(Lines of data)
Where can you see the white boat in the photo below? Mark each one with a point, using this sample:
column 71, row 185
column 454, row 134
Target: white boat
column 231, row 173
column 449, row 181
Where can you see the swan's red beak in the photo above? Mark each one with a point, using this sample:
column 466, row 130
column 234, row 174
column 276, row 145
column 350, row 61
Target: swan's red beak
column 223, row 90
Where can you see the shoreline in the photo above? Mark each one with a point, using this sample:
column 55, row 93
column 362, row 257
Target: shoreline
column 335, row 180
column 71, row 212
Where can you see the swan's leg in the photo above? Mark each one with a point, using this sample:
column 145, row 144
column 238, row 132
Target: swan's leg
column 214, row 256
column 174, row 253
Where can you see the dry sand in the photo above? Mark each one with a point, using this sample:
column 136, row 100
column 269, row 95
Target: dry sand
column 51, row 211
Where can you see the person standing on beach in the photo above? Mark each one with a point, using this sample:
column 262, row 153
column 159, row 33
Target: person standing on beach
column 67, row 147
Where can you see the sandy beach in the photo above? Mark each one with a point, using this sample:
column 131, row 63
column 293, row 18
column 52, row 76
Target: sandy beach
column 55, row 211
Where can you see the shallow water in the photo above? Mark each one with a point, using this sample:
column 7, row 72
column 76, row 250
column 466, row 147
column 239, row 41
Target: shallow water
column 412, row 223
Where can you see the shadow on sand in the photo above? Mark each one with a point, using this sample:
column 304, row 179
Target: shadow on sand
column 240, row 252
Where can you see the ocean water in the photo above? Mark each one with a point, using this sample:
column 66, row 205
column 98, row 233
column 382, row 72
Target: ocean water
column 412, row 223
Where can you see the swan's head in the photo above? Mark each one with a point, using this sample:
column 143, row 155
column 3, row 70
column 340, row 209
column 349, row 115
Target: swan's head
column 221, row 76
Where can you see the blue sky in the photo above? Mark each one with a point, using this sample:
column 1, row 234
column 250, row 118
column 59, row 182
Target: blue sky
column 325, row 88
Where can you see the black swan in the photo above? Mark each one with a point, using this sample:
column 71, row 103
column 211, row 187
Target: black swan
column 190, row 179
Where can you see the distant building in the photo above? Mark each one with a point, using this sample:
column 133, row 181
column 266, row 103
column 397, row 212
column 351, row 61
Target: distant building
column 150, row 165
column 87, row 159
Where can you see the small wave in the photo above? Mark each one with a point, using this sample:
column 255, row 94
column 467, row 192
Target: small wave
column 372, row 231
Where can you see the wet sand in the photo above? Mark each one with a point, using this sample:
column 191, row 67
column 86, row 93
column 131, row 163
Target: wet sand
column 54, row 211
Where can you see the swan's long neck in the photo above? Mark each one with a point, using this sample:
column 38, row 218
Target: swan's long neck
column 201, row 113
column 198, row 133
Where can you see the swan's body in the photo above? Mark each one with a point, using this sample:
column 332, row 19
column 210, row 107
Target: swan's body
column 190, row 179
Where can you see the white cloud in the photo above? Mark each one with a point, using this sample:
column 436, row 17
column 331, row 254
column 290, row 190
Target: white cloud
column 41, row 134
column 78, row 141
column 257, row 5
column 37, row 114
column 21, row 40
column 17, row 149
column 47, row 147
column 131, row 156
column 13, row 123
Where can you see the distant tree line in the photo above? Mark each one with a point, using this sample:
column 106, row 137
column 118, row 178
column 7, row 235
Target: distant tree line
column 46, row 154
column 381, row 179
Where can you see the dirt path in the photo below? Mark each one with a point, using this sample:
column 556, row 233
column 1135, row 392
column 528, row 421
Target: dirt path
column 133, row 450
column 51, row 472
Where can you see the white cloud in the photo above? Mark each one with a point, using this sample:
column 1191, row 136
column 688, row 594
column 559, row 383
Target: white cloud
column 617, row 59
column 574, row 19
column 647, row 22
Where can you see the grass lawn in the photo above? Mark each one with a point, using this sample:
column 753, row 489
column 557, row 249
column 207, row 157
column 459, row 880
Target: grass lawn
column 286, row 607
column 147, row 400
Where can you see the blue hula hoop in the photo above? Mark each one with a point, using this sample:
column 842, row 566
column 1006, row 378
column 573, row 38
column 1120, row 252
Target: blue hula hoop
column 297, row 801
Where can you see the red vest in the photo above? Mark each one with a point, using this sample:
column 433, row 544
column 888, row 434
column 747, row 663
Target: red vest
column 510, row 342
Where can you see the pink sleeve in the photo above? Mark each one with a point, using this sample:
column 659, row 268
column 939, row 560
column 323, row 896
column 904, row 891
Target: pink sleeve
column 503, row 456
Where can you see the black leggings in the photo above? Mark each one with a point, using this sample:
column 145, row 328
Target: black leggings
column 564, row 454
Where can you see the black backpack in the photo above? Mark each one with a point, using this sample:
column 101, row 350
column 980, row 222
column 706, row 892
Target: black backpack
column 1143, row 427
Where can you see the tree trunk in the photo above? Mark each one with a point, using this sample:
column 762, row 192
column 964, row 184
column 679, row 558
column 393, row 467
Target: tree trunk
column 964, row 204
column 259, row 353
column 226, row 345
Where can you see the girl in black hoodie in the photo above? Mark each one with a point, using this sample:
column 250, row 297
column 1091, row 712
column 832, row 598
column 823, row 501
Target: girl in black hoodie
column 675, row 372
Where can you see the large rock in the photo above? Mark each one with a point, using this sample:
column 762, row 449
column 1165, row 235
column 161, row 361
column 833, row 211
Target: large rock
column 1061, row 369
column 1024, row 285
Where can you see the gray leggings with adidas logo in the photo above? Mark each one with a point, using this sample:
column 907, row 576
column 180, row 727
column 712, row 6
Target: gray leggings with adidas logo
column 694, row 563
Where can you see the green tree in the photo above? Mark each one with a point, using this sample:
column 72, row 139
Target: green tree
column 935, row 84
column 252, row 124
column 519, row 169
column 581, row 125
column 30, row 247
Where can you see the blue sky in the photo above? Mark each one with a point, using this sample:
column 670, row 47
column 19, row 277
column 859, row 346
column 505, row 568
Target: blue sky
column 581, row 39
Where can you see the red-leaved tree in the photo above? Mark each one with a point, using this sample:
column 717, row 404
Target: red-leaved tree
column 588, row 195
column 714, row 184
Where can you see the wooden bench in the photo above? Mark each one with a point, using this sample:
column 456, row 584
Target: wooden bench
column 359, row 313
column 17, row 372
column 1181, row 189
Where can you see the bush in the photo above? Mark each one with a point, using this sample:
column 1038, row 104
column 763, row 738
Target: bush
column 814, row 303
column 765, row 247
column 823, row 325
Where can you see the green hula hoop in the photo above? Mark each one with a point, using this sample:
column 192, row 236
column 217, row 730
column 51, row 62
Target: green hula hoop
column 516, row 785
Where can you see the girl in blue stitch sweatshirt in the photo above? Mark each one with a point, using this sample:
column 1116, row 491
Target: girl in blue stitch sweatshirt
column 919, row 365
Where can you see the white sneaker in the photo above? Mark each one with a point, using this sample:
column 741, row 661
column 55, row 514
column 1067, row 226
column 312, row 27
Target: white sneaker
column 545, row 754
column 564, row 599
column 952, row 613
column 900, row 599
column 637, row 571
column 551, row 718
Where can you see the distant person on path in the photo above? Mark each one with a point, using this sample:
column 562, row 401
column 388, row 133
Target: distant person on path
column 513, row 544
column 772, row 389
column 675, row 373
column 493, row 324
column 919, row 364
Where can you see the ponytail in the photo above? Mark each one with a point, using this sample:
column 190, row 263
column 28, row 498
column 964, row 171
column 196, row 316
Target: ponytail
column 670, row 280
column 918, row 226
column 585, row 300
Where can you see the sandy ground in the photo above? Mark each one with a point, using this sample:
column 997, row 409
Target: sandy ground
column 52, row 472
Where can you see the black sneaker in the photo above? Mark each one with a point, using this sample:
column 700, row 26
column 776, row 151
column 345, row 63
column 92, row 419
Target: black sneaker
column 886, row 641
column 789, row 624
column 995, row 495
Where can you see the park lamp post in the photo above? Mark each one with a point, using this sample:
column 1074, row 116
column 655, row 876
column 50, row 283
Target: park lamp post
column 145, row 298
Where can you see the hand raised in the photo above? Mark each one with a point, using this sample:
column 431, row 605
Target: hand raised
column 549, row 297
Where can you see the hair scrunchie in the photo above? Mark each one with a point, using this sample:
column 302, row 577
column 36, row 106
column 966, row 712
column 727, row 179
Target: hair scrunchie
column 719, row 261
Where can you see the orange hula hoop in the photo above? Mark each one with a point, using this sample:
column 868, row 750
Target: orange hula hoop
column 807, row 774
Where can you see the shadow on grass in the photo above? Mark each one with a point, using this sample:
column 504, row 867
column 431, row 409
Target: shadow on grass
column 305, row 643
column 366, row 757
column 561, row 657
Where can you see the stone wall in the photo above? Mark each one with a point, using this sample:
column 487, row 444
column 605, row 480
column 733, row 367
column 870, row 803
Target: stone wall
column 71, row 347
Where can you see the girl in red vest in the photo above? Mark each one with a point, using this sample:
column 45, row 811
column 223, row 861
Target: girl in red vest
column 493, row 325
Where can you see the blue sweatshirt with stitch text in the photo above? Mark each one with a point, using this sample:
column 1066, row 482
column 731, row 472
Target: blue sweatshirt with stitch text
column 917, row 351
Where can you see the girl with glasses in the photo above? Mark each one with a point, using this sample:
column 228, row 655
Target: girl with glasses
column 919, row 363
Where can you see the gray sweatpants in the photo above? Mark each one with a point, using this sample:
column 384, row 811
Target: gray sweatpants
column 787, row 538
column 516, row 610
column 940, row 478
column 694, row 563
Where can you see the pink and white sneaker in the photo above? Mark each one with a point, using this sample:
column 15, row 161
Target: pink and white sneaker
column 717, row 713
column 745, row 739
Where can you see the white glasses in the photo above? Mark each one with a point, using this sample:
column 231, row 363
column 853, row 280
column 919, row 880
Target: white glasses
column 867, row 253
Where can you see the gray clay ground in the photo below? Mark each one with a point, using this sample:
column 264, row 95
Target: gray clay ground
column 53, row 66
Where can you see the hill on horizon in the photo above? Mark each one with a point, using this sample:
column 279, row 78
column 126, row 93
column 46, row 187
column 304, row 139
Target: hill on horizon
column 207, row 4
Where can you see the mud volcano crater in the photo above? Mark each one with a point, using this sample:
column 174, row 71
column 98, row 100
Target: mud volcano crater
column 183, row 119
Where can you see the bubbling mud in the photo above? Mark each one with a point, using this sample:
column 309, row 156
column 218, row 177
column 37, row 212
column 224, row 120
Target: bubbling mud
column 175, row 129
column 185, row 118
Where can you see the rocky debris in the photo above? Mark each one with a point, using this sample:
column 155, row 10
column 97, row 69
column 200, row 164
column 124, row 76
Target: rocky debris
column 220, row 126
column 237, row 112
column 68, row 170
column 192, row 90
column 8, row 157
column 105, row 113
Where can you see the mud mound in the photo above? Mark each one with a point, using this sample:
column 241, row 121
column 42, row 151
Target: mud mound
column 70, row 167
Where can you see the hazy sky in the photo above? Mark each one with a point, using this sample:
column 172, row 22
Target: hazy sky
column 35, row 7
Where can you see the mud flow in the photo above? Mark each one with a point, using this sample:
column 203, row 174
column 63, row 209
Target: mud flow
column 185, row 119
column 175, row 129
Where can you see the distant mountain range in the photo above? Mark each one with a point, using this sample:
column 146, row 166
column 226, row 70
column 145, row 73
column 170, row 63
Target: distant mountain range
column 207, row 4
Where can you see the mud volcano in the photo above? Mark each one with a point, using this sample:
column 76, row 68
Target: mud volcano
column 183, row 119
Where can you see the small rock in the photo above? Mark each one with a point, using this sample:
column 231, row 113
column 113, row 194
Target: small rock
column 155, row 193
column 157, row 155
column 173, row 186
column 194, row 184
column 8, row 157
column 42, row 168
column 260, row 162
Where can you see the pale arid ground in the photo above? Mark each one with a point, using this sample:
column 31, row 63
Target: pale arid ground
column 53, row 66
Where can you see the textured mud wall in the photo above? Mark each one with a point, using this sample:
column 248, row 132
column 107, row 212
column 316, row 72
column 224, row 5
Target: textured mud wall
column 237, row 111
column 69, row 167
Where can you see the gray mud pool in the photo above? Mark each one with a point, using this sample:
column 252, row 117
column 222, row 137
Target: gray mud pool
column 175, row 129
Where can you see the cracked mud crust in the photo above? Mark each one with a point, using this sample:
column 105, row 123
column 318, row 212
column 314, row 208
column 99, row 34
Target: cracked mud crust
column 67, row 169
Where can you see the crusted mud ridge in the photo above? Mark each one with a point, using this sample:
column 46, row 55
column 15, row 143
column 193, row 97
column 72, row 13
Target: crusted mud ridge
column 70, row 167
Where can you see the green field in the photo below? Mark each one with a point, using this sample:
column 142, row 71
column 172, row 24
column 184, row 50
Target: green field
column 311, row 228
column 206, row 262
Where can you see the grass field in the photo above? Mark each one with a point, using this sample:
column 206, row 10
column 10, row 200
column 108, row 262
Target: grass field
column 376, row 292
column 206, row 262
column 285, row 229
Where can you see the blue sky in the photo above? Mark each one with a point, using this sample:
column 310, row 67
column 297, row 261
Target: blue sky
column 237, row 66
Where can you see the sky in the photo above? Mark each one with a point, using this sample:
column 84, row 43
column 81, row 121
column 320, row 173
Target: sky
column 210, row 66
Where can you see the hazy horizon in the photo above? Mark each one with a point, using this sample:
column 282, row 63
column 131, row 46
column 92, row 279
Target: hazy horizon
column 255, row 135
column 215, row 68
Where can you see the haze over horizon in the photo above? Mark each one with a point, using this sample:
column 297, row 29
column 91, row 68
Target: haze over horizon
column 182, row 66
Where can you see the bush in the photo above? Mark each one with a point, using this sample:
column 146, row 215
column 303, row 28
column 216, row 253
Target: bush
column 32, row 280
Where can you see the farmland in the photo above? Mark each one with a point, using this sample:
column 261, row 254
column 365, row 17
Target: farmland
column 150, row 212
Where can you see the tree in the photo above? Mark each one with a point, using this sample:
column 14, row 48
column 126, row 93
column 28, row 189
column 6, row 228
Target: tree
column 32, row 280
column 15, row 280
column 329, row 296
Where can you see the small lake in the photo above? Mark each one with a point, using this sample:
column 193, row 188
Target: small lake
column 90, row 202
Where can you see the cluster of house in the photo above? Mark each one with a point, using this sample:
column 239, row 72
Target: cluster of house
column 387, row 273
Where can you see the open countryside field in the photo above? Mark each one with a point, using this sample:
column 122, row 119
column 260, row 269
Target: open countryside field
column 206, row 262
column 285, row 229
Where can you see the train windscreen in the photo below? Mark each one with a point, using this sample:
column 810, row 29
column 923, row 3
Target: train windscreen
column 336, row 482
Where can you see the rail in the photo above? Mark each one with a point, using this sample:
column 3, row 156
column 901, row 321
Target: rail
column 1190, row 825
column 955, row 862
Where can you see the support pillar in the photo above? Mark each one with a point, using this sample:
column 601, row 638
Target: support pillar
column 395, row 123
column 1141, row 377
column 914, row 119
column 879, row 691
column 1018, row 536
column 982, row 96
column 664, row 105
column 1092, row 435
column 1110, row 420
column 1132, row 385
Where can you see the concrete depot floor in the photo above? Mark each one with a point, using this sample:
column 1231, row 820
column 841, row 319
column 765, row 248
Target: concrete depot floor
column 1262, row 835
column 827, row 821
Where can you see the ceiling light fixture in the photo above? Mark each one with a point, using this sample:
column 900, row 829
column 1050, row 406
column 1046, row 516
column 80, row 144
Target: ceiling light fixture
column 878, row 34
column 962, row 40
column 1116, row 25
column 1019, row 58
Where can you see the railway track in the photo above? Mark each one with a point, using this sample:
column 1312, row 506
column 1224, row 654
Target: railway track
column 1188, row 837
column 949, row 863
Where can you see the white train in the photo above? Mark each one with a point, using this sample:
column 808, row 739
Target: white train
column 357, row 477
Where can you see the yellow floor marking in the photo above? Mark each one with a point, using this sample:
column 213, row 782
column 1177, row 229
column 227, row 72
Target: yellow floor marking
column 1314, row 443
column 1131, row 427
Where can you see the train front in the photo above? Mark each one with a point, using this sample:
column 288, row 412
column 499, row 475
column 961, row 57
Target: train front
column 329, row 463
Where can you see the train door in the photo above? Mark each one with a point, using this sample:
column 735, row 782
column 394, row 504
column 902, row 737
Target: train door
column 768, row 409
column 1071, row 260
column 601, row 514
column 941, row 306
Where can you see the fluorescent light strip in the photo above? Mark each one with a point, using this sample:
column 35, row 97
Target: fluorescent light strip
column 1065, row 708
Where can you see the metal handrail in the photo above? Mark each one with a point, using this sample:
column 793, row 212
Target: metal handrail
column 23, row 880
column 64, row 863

Task description: Reproduce the lines of the listing above verbatim, starting with the line that contains "Where can you see the wooden" and ending with the line that contains "column 516, row 785".

Answer to this exercise:
Where can you see the wooden bench in the photo above? Mark each one with a point, using this sample:
column 456, row 584
Target: wooden bench
column 359, row 313
column 17, row 372
column 1181, row 189
Where can you see the bush in the photo above? Mark each one with a point, using this sample:
column 1038, row 104
column 763, row 738
Target: bush
column 814, row 303
column 765, row 247
column 823, row 325
Where can you see the green hula hoop in the photo above? Mark each one with a point, using this sample:
column 192, row 236
column 217, row 730
column 51, row 62
Target: green hula hoop
column 516, row 785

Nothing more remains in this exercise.